The impact of access to immunization information on vaccine acceptance in three countries

Lori K. Handy, Stefania Maroudi, Maura Powell, Bakanuki Nfila, Charlotte Moser, Ingrid Japa, Ndibo Monyatsi, Elena Tzortzi, Ismini Kouzeli, Anthony Luberti, Maria Theodoridou, Paul Offit, Andrew Steenhoff, Judy A. Shea, Kristen A. Feemster

PLoS One. 2017; 12(8): e0180759, doi: 10.1371/journal.pone.0180759


Introduction: Vaccine acceptance is a critical component of sustainable immunization programs, yet rates of vaccine hesitancy are rising. Increased access to misinformation through media and antivaccine advocacy is an important contributor to hesitancy in the United States and other high-income nations with robust immunization programs.  Little is known about the content and effect of information sources on attitudes toward vaccination in settings with rapidly changing or unstable immunization programs.

Objective: The objective of this study was to explore knowledge and attitudes regarding vaccines and vaccine-preventable diseases among caregivers and immunization providers in Botswana, the Dominican Republic, and Greece and examine how access to information impacts reported vaccine acceptance.

**Dataset extract**.
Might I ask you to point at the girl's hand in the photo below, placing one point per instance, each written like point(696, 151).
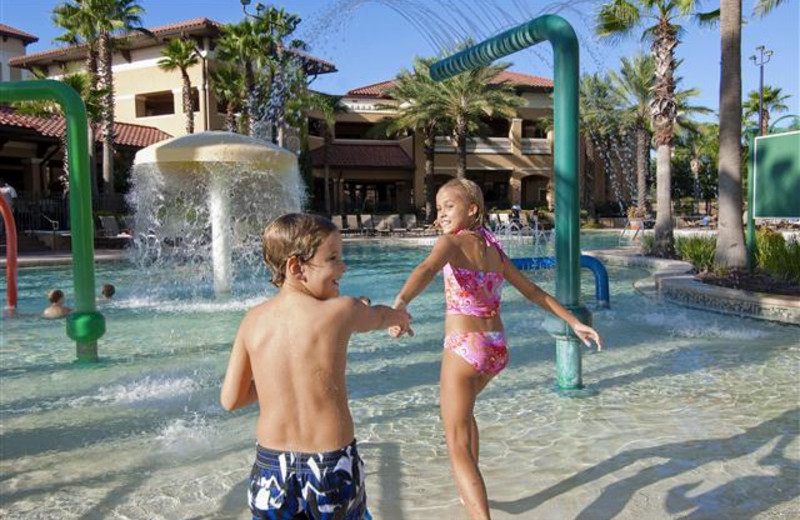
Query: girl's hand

**What you will do**.
- A) Name the countries where the vaccine acceptance abstract says the study took place.
- B) According to the vaccine acceptance abstract, what is an important contributor to vaccine hesitancy in the United States and other high-income nations? Answer in one to three sentences.
- C) Write the next part of the vaccine acceptance abstract, continuing from its last sentence.

**Responses to the tasks**.
- A) Botswana, the Dominican Republic, and Greece.

- B) Increased access to misinformation through media and antivaccine advocacy is an important contributor. The abstract says this applies in the United States and in other high-income nations with robust immunization programs.

- C)
Methods: We conducted 37 focus groups and 14 semi-structured interviews with 96 providers and 153 caregivers in Botswana, the Dominican Republic, and Greece. Focus groups were conducted in Setswana, English, Spanish, or Greek; digitally recorded; and transcribed.Transcripts were translated into English, coded in qualitative data analysis software (NVivo 10, QSR International, Melbourne, Australia), and analyzed for common themes.

Results: Dominant themes in all three countries included identification of health care providers or medical literature as the primary source of vaccine information, yet participants reported insufficient communication about vaccines was available. Comments about level of trust in the health care system and government contrasted between sites, with the highest level of trust reported in Botswana but lower levels of trust in Greece.

Conclusions: In Botswana, the Dominican Republic, and Greece, participants expressed reliance on health care providers for information and demonstrated a need for more communication about vaccines. Trust in the government and health care system influenced vaccine acceptance differently in each country, demonstrating the need for country-specific data that focus on vaccine acceptance to fully understand which drivers can be leveraged to improve implementation of immunization programs.